Work instruction: Where the records hold the string "uniform", show the whole line it sits on.

Dataset entries:

╭──

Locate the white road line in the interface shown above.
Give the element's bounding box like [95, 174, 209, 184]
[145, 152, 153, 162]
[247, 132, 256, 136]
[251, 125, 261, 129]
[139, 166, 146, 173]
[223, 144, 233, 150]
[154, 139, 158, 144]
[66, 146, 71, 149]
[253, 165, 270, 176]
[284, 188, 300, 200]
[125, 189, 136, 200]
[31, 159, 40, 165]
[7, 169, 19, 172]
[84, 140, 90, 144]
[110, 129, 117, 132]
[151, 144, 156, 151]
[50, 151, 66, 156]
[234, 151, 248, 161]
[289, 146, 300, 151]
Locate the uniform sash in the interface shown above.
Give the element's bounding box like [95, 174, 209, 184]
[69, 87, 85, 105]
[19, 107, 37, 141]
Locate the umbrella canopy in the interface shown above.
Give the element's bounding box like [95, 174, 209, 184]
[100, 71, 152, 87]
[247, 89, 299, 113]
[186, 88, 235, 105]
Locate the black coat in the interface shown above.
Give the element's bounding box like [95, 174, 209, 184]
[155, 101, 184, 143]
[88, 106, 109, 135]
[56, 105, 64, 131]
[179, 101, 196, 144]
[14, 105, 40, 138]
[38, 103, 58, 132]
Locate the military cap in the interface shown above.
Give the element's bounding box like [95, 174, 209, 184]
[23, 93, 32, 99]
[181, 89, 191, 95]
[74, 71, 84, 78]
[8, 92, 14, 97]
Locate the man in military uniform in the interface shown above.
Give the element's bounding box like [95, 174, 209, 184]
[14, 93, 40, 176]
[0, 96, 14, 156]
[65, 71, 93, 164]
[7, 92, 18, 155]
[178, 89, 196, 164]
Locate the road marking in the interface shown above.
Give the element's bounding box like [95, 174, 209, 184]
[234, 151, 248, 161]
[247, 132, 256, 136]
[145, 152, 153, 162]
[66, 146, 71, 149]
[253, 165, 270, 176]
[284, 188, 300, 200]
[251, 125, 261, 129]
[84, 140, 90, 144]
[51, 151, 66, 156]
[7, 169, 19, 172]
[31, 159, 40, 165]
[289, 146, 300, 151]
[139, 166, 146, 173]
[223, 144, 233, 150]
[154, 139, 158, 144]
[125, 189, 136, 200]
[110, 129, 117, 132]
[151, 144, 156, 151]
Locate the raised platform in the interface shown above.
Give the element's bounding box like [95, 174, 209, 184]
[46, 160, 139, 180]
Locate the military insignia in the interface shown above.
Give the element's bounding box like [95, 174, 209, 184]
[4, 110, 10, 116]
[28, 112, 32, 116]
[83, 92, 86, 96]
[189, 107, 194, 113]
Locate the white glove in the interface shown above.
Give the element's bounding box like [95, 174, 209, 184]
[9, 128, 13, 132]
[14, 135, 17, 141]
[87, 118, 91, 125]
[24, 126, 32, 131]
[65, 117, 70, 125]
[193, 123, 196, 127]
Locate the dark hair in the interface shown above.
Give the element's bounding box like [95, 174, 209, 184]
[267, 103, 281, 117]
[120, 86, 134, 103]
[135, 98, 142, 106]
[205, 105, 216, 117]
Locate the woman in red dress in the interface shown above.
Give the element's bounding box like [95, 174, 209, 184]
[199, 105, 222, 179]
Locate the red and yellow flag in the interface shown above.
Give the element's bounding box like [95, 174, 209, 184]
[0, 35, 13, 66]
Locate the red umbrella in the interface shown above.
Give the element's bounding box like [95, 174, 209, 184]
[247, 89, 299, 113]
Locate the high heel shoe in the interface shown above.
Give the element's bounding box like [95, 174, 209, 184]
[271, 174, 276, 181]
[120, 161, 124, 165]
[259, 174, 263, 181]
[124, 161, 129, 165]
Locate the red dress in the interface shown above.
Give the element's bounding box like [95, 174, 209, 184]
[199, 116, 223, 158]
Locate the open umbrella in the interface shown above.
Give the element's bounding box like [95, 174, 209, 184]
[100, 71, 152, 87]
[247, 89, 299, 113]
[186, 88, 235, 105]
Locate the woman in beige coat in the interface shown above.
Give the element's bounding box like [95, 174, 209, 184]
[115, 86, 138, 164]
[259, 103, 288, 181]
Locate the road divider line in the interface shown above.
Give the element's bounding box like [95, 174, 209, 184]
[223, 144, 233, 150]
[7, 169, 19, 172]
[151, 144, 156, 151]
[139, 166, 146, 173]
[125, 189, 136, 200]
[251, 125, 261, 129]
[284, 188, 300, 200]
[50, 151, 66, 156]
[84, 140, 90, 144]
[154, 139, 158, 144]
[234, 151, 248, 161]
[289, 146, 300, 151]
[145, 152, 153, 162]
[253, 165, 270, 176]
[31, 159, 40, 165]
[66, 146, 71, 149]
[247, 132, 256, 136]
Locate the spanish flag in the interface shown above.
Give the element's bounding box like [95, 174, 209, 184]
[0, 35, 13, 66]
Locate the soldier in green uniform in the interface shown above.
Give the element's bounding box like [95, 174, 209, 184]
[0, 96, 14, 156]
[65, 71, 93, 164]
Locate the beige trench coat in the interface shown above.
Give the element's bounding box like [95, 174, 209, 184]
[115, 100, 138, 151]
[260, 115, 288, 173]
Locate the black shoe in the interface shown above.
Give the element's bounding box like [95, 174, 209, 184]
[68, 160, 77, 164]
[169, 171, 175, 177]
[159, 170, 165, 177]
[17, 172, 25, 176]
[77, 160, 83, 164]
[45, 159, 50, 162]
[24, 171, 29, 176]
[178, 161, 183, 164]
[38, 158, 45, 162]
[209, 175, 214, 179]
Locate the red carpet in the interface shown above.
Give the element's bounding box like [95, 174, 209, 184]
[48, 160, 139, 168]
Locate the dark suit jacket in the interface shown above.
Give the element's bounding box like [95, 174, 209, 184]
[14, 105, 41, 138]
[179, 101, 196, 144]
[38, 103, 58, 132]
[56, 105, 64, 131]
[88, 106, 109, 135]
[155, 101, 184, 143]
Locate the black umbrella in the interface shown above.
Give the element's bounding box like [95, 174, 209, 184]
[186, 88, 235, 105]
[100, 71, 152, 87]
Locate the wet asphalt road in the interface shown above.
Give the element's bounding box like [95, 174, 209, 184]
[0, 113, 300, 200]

╰──

Finished task:
Locate the uniform sash in the interface shown above.
Locate the man in military uniform in the interface shown above.
Locate the soldier in green uniform in the interface shown above.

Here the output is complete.